##### DATA FOR THIS TASK

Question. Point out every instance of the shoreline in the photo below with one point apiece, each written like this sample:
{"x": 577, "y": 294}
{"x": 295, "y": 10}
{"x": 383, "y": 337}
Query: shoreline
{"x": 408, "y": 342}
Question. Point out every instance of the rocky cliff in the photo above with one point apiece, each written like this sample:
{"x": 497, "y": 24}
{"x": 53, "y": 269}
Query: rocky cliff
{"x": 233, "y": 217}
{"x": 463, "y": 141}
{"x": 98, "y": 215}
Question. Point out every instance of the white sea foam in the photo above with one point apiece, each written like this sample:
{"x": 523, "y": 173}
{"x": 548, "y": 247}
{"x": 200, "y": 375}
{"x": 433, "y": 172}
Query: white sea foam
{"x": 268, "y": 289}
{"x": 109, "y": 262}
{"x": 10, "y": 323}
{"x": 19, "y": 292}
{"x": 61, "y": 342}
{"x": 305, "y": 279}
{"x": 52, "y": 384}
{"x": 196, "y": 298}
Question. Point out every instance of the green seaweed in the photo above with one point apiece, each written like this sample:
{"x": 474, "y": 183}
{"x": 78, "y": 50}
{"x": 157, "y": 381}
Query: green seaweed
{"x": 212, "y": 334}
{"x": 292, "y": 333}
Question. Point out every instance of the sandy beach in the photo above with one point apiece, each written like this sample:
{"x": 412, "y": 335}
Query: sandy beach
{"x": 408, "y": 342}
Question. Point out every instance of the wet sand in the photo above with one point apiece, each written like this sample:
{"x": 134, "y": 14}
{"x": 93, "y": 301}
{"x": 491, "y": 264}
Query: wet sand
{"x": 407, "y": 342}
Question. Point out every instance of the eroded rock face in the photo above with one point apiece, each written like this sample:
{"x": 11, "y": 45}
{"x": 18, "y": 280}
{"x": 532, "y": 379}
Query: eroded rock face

##########

• _WHAT IS ASKED_: Can you write out the stretch from the line containing "Question. Point out every instance of the eroded" through the end of the records, swapping "eroded rock face" for "weathered rock face" and leaving everything else unchanged?

• _TASK OUTPUT_:
Question. Point out every instance of the weathered rock face in the photo above with one point apiece, each written like this sample:
{"x": 11, "y": 45}
{"x": 18, "y": 280}
{"x": 532, "y": 379}
Query: weathered rock face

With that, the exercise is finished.